INPUT DATA
========

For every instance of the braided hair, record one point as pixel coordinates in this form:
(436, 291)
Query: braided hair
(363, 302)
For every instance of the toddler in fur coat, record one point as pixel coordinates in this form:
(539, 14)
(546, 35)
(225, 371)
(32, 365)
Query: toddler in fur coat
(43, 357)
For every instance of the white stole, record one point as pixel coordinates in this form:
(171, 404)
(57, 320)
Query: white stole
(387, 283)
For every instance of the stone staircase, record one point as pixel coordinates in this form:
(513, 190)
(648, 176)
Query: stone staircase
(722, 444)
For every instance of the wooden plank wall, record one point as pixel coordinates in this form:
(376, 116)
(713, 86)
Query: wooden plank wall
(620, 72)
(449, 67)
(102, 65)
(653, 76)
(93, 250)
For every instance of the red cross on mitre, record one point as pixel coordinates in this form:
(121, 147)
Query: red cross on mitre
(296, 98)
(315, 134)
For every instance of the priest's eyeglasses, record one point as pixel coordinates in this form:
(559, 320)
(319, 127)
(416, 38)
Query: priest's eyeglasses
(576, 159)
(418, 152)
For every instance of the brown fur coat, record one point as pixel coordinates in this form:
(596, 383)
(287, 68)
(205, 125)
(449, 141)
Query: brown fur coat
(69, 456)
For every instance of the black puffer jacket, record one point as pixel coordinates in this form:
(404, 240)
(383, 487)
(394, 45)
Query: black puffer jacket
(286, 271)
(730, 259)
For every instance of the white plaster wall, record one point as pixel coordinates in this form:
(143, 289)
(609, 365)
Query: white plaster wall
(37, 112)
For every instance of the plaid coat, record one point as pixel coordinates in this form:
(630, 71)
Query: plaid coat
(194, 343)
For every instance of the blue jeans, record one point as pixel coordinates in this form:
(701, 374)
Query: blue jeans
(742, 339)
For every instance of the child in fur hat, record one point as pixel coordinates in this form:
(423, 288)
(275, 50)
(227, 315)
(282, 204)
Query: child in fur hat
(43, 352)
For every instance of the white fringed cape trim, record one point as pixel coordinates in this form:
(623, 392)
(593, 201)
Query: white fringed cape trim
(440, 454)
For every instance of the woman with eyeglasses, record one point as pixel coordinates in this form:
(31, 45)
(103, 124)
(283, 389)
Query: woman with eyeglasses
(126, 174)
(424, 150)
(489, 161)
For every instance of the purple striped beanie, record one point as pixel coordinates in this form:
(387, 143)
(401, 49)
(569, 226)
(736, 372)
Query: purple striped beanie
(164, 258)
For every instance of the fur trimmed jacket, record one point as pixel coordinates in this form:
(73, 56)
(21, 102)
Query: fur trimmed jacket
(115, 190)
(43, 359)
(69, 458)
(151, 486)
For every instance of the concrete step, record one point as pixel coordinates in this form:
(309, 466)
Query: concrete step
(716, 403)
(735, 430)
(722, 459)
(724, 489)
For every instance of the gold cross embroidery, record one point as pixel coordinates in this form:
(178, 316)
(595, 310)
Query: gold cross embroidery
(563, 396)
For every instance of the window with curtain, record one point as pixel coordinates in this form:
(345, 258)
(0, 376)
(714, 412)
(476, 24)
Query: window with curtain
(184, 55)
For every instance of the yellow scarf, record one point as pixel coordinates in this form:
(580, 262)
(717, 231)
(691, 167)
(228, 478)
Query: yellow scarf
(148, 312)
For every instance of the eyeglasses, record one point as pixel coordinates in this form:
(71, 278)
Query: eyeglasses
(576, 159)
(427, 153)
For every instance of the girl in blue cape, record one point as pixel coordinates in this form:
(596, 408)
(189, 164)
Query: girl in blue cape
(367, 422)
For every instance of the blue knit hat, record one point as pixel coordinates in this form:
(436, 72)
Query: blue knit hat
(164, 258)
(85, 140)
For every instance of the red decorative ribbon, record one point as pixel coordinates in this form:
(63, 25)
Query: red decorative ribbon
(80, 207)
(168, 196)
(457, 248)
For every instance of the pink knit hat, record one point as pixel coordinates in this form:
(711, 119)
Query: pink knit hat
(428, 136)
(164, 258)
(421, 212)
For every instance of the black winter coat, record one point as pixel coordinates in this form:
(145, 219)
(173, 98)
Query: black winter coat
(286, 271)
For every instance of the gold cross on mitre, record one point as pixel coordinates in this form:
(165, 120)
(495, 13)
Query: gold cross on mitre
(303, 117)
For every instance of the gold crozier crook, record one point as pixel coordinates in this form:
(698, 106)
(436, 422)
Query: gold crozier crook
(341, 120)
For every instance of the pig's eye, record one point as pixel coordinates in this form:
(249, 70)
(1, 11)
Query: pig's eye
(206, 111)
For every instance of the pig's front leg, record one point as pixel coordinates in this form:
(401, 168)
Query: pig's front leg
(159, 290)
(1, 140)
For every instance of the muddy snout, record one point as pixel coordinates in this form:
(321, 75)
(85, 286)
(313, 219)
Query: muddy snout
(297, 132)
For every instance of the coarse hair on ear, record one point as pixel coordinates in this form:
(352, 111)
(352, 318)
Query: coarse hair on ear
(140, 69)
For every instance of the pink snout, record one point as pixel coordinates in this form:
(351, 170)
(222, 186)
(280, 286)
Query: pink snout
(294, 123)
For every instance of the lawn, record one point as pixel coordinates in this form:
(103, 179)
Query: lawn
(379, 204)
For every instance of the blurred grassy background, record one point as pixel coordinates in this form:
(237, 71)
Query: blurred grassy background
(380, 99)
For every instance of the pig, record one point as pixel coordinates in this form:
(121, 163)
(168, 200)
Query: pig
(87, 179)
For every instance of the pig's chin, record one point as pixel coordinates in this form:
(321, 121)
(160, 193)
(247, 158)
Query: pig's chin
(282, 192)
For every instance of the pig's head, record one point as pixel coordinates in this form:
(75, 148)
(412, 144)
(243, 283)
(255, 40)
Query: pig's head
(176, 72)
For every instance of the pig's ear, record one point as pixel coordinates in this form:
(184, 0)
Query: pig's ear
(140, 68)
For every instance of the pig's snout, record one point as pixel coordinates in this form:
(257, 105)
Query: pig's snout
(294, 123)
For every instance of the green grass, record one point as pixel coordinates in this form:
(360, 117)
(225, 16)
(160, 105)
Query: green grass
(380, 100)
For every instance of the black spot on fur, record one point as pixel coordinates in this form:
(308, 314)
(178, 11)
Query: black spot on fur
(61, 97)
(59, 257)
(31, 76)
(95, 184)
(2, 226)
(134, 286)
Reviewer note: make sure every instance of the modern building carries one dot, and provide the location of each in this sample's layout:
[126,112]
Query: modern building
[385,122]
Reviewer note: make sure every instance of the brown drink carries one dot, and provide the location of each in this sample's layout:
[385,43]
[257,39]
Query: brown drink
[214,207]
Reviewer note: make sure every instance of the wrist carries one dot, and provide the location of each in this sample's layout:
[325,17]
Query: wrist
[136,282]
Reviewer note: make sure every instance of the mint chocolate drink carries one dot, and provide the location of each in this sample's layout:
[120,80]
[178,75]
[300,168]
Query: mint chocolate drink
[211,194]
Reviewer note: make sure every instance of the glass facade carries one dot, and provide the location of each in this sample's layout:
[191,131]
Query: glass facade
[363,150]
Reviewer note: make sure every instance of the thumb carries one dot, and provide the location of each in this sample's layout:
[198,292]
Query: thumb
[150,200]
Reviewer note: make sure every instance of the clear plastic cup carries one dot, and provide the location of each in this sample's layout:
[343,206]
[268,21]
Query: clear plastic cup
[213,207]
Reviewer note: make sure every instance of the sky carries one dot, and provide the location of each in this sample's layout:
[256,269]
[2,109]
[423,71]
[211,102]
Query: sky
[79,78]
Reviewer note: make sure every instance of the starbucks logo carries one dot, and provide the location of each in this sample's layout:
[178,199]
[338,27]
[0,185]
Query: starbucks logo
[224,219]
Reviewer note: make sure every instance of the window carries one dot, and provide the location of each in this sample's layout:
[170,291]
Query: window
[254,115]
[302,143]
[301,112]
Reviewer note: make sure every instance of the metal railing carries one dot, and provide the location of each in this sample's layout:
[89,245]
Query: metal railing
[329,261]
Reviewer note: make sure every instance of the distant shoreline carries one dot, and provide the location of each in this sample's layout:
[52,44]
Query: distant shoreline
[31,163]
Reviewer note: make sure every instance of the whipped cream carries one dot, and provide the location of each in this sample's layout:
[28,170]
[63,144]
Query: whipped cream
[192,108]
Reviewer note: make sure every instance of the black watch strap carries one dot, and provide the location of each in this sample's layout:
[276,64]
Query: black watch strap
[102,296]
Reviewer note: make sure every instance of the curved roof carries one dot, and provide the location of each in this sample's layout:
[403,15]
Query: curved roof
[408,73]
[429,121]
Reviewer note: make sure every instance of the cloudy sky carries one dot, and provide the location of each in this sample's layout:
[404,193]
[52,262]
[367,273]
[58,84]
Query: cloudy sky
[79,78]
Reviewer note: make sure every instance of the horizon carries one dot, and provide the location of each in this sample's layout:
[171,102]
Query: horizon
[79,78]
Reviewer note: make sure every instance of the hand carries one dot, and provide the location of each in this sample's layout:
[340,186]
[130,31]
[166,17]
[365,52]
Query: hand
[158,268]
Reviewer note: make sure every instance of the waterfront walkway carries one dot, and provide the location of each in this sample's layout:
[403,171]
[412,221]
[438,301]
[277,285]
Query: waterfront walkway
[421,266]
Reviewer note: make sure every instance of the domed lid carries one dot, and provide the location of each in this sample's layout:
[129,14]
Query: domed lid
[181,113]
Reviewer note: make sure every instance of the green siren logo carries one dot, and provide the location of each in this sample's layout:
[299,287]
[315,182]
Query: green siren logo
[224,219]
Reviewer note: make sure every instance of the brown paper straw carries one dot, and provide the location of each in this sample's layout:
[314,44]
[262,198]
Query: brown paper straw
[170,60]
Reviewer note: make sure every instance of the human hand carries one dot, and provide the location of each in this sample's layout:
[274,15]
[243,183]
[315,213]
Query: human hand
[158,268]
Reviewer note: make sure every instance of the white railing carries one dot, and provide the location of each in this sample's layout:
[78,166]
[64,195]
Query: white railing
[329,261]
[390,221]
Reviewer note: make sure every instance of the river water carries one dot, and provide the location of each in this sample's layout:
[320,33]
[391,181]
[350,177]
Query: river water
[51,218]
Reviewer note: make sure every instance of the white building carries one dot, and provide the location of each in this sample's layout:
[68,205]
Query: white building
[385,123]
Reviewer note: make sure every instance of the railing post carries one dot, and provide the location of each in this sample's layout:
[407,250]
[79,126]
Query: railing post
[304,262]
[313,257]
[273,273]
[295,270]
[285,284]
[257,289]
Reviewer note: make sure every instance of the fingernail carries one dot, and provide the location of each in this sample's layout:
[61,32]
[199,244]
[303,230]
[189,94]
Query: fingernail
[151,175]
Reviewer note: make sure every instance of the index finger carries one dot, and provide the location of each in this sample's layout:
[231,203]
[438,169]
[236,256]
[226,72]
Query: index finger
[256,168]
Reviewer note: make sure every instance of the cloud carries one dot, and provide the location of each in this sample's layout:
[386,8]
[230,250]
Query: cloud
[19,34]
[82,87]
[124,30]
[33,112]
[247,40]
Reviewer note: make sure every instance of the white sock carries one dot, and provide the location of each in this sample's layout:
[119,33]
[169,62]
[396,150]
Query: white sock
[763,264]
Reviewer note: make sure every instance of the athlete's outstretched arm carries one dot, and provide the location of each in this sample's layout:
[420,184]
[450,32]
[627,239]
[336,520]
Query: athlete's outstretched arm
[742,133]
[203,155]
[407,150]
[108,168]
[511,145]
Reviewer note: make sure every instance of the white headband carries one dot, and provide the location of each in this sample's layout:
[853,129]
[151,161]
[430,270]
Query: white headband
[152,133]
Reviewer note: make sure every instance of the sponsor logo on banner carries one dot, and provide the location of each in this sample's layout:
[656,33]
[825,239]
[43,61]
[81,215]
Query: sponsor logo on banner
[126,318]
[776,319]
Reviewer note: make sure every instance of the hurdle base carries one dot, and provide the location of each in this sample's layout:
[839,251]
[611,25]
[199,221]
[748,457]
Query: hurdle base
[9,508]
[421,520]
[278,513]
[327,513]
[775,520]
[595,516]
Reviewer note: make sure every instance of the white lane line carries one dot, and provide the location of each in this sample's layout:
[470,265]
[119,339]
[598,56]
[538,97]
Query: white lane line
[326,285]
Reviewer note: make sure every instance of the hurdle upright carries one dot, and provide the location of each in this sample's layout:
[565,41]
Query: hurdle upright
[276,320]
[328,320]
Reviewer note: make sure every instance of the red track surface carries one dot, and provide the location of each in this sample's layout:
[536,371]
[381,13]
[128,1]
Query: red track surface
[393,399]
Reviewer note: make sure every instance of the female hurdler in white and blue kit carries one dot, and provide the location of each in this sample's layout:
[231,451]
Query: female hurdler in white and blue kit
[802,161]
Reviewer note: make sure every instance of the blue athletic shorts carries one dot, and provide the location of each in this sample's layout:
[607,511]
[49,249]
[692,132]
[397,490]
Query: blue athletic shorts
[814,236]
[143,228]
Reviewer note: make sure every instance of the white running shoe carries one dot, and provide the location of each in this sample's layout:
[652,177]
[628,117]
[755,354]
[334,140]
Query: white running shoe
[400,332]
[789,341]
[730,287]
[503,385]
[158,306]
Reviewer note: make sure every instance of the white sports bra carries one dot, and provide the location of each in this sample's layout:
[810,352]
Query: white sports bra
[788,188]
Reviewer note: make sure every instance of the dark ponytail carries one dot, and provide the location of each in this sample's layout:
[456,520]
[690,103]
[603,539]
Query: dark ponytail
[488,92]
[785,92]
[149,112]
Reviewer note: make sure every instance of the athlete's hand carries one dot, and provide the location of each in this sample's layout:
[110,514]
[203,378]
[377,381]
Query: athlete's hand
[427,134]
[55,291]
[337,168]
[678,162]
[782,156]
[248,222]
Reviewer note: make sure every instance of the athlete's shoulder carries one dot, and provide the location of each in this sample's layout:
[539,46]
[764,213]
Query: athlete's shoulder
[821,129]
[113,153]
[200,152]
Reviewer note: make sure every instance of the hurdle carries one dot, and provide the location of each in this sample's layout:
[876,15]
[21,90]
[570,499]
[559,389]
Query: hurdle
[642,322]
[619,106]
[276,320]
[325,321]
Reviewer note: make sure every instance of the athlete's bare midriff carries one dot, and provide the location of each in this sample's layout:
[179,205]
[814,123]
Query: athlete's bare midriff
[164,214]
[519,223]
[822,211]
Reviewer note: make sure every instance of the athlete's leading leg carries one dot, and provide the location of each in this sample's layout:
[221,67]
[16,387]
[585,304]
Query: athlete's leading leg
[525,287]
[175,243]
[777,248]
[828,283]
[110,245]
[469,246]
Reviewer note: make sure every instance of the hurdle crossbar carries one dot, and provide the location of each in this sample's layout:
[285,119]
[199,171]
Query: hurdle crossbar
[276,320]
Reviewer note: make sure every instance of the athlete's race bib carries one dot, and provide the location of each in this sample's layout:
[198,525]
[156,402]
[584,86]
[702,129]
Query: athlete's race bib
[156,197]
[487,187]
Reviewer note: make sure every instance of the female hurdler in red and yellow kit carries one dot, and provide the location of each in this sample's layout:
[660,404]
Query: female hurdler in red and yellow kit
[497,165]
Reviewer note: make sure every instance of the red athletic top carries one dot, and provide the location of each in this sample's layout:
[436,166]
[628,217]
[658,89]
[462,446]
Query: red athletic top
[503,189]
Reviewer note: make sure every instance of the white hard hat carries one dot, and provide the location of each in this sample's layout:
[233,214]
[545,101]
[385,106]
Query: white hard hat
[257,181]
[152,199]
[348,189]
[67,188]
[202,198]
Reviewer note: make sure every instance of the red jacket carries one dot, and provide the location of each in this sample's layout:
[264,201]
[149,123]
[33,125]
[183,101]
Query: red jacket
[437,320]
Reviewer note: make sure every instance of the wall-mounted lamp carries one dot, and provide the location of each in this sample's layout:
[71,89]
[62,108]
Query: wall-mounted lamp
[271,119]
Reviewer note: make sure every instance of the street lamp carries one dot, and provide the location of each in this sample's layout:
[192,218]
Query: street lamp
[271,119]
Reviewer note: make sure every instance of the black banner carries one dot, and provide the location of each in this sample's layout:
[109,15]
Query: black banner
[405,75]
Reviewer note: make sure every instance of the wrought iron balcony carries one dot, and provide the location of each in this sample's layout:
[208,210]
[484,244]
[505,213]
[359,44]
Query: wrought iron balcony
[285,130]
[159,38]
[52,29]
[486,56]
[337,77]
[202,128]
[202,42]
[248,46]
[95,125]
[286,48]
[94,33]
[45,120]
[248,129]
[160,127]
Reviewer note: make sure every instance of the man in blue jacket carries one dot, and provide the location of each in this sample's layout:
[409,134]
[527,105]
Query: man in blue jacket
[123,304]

========

YOUR TASK
Repeat word for word every line from the one that holds "Reviewer note: make sure every instance of the wrought" to the end. Both ends count.

RIGHT ANSWER
Reviewer note: make sure every instance of the wrought iron balcony carries one dot, and provide the location of each in this sample's layout:
[208,210]
[484,244]
[505,213]
[359,44]
Query: wrought iron balcony
[285,130]
[159,38]
[52,29]
[486,56]
[337,77]
[202,128]
[202,42]
[248,46]
[95,125]
[286,48]
[94,33]
[45,120]
[248,129]
[160,127]
Reviewer note: make sure every instance of the man in blue jacket carries one dot, and provide the location of each in this sample's layout:
[409,134]
[527,105]
Query: man in blue jacket
[123,304]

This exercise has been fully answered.